### Passage shown

++++++++

The YM01-3 gene, a 1263-bp open reading frame (ORF), was amplified from the genomic DNA of C. agarivorans YM01T using the primer sets. The ORF encoded a deduced protein of 420 amino acids, with an estimated molecular mass of 46.9 kDa and a putative isoelectric point of 5.66. No putative signal peptide was detected with the SignalP 4.0 server [23]. Sequence analysis using BLAST search in the database, NCBI, showed that the deduced protein was mainly comprised of a 269 amino acid β-agarase domain that was homologous to the catalytic module of family 16 glycoside hydrolase (GH16) and a 134 amino acid sequence belonging to the RICIN superfamily (ricin-type beta-trefoil; carbohydrate-binding domain formed from presumed gene triplication). The protein displayed the catalytic residues (Glu130-Asp132-Glu135) and the catalytic motif (E[ILV]D[IVAF][VILMF][0,1]E), which are prevalent in the agarases belonging to the GH16 family. Glu130 and Glu135 act as nucleophile and an acid/base, respectively, while Asp132 is probably important in maintaining the charges in the environment of catalytic amino acids [24]. Moreover, the encoded protein showed high identity to other β-agarases of the GH16 family: 76% to the β-agarase AgaB34 from Glaciecola agarilytica NO2 (WP_008302724.1), 76% to the β-agarase I from Pseudoalteromonas atlantica (AAA91888), 74% to the β-agarase from Aeromonas sp. (AAF03246), 56% to the β-agarase A from Zobellia galactanivorans (1O4Y) and 52% to the β-agarase from Coraliomargarita akajimensis DSM 45221 (YP_003547559.1) (Figure 2). The GH16 family, consisting of more than 2700 members, is classified into ten specific subfamilies, including β-agarase (EC 3.2.1.81), licheninase (EC 3.2.1.73), κ-carrageenase (EC 3.2.1.83), xyloglucanase (EC 3.2.1.151), endo-β-1,3-galactanase (EC 3.2.1.181), β-porphyranase (EC 3.2.1.178), etc. [6,25]. To determine the relationship between the YM01-3 protein and other known glycoside hydrolases from GH16, a neighbor-joining tree (Figure 3) based on amino acid sequences was constructed, which revealed the evolutionary relationship between protein YM01-3 and other known glycoside hydrolases and showed that YM01-3 formed a tight phylogenetic cluster in the β-agarase clade.

++++++++

### Listed entries
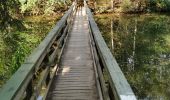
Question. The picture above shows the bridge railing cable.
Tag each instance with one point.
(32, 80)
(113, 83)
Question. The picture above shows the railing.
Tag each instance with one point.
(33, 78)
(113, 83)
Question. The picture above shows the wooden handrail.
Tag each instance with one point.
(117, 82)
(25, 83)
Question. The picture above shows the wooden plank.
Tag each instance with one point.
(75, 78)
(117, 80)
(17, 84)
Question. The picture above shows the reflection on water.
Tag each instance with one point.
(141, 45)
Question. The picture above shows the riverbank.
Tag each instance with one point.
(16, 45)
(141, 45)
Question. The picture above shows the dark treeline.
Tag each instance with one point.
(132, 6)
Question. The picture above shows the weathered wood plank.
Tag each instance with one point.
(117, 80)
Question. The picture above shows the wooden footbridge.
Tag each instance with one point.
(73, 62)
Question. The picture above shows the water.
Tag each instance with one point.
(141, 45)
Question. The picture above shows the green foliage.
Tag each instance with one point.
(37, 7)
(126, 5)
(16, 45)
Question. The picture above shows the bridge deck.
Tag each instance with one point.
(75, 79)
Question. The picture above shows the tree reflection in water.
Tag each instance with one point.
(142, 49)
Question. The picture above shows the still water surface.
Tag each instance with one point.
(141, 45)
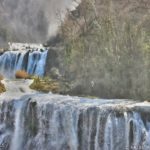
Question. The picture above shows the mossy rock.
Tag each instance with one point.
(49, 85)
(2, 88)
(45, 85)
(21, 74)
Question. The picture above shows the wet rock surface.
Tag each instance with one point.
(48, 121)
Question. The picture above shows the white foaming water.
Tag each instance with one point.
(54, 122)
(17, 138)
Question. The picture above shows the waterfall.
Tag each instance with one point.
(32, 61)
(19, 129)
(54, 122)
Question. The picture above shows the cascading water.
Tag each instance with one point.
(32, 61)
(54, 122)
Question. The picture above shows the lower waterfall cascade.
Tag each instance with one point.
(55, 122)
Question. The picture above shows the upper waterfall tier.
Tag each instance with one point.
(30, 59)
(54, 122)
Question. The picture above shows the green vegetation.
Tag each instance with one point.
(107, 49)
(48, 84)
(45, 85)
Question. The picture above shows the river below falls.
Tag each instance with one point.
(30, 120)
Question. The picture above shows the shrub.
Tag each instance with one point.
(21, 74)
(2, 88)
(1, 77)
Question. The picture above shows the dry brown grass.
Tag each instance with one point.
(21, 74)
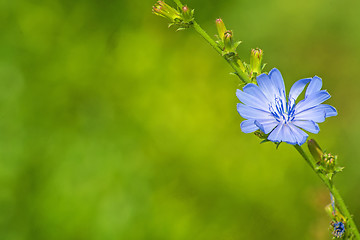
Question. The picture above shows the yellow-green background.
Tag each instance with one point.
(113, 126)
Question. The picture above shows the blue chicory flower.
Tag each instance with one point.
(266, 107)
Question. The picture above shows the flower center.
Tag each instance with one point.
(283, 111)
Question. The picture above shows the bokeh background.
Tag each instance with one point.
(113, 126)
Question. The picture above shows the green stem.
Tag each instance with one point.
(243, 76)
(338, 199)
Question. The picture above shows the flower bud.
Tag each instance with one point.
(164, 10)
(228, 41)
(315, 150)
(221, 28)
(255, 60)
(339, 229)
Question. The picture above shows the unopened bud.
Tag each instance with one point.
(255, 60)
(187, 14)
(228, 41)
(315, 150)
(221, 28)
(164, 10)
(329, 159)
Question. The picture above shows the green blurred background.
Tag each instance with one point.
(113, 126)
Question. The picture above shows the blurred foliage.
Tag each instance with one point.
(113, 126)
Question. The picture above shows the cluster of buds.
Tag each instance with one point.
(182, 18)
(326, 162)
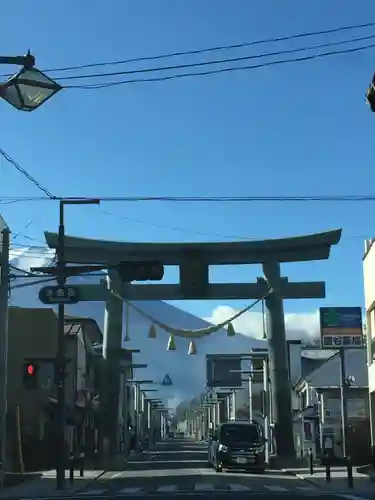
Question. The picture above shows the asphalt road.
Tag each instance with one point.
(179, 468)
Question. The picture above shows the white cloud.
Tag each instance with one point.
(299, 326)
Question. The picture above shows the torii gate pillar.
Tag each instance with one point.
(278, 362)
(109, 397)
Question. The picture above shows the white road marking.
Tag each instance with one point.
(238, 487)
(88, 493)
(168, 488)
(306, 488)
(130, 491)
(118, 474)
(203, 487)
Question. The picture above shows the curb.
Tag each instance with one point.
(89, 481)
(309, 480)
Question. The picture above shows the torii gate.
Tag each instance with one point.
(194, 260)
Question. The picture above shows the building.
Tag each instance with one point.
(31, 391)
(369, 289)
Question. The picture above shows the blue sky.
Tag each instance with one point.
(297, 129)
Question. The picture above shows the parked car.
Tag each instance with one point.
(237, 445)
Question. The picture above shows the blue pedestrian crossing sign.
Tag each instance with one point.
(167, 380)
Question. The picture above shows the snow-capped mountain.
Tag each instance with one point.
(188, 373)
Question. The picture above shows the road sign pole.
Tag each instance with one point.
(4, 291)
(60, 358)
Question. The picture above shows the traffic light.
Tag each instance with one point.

++++++++

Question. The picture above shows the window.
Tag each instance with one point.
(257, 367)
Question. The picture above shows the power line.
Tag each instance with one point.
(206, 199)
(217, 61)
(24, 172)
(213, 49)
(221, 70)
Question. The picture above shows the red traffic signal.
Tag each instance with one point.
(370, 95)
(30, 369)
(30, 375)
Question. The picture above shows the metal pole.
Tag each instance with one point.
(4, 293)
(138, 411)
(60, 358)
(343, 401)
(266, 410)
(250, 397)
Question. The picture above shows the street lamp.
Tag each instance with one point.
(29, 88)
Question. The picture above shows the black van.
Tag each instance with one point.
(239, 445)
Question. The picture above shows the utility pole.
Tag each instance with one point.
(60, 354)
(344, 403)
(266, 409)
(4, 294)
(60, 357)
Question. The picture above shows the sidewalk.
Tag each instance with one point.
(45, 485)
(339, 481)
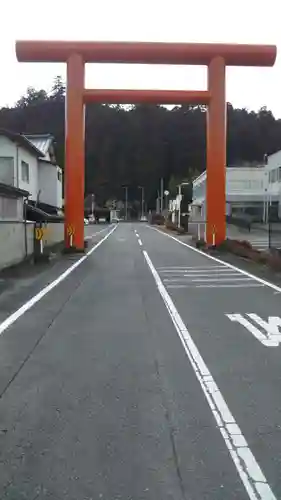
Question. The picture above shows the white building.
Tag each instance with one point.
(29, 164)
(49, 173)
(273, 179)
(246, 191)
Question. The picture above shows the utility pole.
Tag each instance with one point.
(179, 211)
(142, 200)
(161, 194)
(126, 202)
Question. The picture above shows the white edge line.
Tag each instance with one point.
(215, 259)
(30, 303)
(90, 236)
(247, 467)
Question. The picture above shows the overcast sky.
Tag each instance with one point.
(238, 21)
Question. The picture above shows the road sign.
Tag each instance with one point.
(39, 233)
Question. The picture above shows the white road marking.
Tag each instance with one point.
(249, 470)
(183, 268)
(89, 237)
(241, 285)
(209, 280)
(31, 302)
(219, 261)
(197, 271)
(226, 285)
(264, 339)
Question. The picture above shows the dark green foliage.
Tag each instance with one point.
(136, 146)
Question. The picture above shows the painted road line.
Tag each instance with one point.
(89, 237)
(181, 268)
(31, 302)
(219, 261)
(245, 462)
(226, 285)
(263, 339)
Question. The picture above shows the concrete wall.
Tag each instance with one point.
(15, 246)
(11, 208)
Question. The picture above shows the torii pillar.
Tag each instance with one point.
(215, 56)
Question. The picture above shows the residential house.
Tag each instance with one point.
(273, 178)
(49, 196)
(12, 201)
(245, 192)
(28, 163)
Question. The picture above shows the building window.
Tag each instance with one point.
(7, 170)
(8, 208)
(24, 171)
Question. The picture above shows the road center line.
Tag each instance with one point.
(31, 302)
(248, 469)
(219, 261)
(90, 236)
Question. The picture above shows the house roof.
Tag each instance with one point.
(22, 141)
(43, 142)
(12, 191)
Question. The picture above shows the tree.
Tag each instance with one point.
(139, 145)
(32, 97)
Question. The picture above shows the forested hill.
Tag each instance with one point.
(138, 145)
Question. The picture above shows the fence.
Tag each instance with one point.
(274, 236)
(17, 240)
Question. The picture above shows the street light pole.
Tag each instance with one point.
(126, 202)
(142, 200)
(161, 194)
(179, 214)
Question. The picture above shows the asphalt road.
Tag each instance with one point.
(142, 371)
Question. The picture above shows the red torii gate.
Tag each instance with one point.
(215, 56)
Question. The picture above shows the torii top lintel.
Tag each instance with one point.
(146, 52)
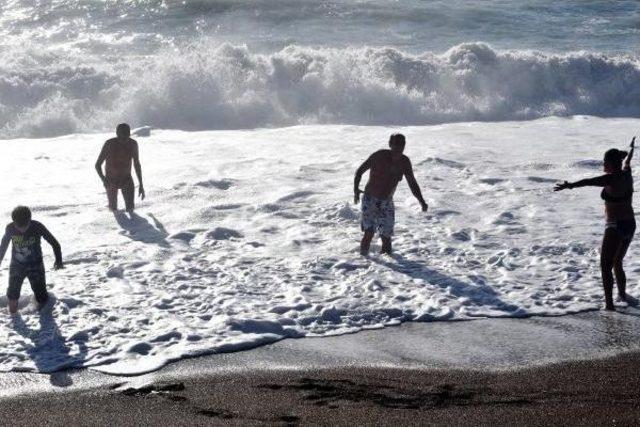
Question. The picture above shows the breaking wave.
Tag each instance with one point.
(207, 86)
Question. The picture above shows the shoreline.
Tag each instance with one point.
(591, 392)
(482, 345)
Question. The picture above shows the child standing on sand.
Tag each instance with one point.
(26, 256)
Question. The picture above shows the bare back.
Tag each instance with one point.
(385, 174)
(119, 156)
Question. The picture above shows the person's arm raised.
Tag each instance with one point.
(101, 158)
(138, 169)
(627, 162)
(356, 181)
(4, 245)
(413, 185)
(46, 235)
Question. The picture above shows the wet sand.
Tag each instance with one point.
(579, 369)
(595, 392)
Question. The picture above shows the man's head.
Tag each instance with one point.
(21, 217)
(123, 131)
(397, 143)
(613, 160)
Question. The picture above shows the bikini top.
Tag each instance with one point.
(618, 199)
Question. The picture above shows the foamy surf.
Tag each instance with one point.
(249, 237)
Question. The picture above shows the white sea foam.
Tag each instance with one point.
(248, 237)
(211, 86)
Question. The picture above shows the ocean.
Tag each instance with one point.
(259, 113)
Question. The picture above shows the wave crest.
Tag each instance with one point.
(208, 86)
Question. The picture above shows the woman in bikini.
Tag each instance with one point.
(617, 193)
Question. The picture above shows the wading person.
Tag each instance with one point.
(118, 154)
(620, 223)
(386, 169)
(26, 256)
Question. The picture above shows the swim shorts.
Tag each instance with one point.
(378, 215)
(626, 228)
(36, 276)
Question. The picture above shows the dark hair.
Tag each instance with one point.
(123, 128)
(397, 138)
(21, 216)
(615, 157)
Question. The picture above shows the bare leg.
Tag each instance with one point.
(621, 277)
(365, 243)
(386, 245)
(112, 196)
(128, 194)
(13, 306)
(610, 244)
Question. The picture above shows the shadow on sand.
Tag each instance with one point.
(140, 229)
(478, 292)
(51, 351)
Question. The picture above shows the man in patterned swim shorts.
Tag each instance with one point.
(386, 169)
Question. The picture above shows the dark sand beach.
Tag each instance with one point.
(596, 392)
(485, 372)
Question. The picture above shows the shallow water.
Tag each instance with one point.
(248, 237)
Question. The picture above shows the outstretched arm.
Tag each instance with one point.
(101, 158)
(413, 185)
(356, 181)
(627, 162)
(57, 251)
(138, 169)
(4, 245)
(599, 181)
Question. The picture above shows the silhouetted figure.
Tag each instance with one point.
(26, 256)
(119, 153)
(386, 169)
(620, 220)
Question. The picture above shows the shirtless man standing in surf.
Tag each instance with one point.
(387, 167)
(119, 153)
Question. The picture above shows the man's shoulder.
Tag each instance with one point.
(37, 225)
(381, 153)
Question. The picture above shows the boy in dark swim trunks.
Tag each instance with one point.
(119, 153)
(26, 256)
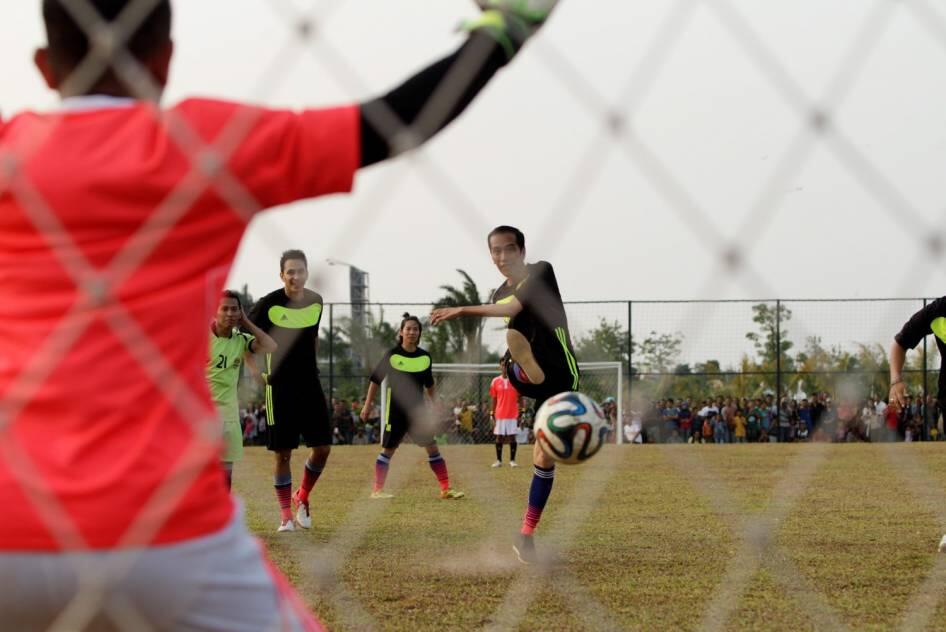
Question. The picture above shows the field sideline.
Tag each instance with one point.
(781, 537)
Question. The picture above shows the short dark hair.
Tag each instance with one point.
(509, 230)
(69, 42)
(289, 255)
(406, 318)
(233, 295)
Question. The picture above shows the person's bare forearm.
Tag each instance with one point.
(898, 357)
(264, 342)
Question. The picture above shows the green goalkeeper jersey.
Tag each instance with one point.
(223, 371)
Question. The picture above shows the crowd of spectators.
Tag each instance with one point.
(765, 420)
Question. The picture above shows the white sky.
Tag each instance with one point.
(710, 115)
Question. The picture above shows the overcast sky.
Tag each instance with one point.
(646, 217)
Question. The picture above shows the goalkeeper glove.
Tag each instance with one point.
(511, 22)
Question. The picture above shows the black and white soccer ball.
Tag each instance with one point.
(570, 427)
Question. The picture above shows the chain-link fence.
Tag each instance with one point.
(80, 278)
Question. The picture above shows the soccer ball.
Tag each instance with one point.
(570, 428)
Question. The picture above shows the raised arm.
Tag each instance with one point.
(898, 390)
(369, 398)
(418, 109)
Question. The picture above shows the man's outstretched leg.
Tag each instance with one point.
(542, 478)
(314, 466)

++++++++

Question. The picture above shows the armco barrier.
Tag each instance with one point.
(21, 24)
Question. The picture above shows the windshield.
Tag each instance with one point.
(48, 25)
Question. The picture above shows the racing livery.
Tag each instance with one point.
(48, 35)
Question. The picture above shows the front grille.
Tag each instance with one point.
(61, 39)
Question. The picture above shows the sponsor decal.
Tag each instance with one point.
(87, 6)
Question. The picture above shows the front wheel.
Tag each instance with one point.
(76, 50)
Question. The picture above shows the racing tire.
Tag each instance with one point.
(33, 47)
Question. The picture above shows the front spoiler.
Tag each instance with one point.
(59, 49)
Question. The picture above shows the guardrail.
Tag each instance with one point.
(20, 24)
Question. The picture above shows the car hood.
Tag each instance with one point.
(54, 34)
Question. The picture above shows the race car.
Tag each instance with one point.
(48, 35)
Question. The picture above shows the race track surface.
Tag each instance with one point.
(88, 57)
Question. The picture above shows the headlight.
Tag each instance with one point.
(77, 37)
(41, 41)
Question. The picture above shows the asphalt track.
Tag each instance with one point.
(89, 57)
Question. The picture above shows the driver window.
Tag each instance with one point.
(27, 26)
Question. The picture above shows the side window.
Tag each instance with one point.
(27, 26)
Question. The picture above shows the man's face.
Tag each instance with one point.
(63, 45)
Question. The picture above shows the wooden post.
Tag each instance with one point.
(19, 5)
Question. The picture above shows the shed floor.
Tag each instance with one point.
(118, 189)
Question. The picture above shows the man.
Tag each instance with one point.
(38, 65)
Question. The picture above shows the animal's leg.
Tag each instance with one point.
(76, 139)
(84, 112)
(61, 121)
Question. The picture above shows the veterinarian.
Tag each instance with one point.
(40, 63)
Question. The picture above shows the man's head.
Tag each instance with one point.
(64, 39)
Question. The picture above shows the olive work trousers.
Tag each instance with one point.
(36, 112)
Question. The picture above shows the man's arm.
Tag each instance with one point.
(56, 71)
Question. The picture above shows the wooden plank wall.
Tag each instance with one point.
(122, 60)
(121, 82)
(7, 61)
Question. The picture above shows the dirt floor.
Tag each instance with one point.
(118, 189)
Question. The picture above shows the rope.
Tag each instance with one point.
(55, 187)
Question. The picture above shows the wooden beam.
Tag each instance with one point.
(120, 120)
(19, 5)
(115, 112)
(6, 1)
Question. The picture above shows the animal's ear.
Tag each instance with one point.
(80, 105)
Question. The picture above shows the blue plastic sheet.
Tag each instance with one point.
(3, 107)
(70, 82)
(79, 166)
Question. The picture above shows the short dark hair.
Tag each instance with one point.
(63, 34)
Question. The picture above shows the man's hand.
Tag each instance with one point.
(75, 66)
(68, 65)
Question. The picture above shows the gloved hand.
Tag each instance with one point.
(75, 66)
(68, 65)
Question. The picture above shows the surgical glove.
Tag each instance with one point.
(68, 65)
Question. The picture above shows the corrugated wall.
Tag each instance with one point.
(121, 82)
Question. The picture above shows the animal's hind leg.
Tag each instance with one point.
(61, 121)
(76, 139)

++++++++

Please condense the paragraph of the gene passage that begins "The YM01-3 gene, a 1263-bp open reading frame" into a bulleted list that keeps its main facts. The data can be skipped; nothing here depends on it.

- The YM01-3 gene, a 1263-bp ORF, was amplified from the genomic DNA of C. agarivorans YM01T.
- It encodes a deduced protein of 420 amino acids, about 46.9 kDa, with a putative isoelectric point of 5.66 and no detected signal peptide.
- The protein contains a 269-amino-acid β-agarase domain homologous to the GH16 catalytic module and a 134-amino-acid RICIN superfamily carbohydrate-binding sequence.
- It has the GH16 catalytic residues Glu130-Asp132-Glu135 and the catalytic motif E[ILV]D[IVAF][VILMF][0,1]E. Glu130 acts as the nucleophile, Glu135 as the acid/base, and Asp132 probably maintains the charges around the catalytic amino acids.
- It shares 52–76% identity with other GH16 β-agarases, highest (76%) with AgaB34 from Glaciecola agarilytica NO2 and β-agarase I from Pseudoalteromonas atlantica.
- The GH16 family has more than 2700 members in ten subfamilies, including β-agarase, licheninase, κ-carrageenase, xyloglucanase, endo-β-1,3-galactanase and β-porphyranase.
- A neighbor-joining tree based on amino acid sequences placed YM01-3 in a tight cluster within the β-agarase clade.